#### Il brano

XXX lettera di san Teofane il recluso
[Studio
della condizione interiore dell’uomo, illuminato dalla grazia, attraverso le
parole di Macario il Grande. I metodi per suscitare e rafforzare la decisione
di una vita buona.]
Sono
impaziente. Prendo la penna e comincio di nuovo a conversare con voi
dell’attraente condizione di chi è toccato dalla grazia, per avviarvi sul
cammino per raggiungerla, appropriarsene e radicarsi in essa. Solo che, questa
volta, non vi proporrò del mio, ma vi riporterò le parole del saggio Macario il
Grande e precisamente quelle della sua diciottesima conversazione.
“Chi
è ricco nel mondo e possiede un tesoro nascosto, con questo tesoro o ricchezza
può comprare ciò che vuole. Così quelli che hanno guadagnato e posseggono già
il tesoro celeste, la grazia, con questo tesoro acquisiscono ogni virtù e con
lo stesso tesoro accumulano ancora più ricchezza celeste. L’Apostolo dice:
‘Abbiamo questo tesoro in vasi di creta’ (2 Cor 4, 7), cioè nella carne, siamo
resi degni di acquisire tale tesoro, la forza santificante dello Spirito”.
“Chi
si è procurato e possiede in sé il tesoro celeste dello Spirito, compie con
purezza e irreprensibilmente, grazie ad esso, ogni giustizia secondo i
comandamenti e ogni opera virtuosa senza costrizioni e difficoltà. Preghiamo
Dio, cerchiamo e imploriamo che ci venga fatto il dono del suo Spirito, in tal
modo potremo seguire irreprensibilmente e con purezza tutti i suoi comandamenti
e compiere ogni sorta di giustizia con purezza e perfezione”.

#### Cosa fare
Scrivi il seguito del brano sulla grazia nelle parole di Macario il Grande, partendo subito dopo la sua ultima frase.

#### Materiale fornito
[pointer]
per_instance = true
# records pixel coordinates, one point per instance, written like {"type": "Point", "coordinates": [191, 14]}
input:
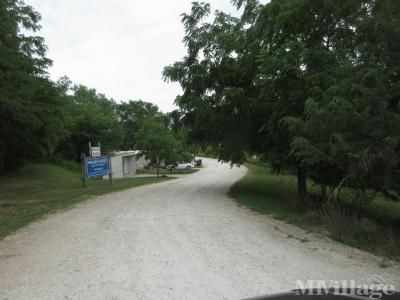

#### Il risultato
“Bisogna
costringersi a chiedere al Signore che ci renda degni di procurarci il tesoro
celeste dello Spirito e accoglierlo e giungere alla condizione di compiere
senza fatica e facilmente – con purezza e semplicità – tutti i comandamenti del
Signore, che prima non potevamo adempiere, pur mettendocela tutta. Possiamo
procurarci questo tesoro grazie ad una ricerca assidua, grazie alla fede e alla
pazienza nel faticare in questa ricerca. Bisogna chiedere a Dio, con fede e col
cuore reso infermo dal peccato, che ci doni di ottenere la sua ricchezza nei
nostri cuori, nella forza e nell’efficacia dello Spirito”.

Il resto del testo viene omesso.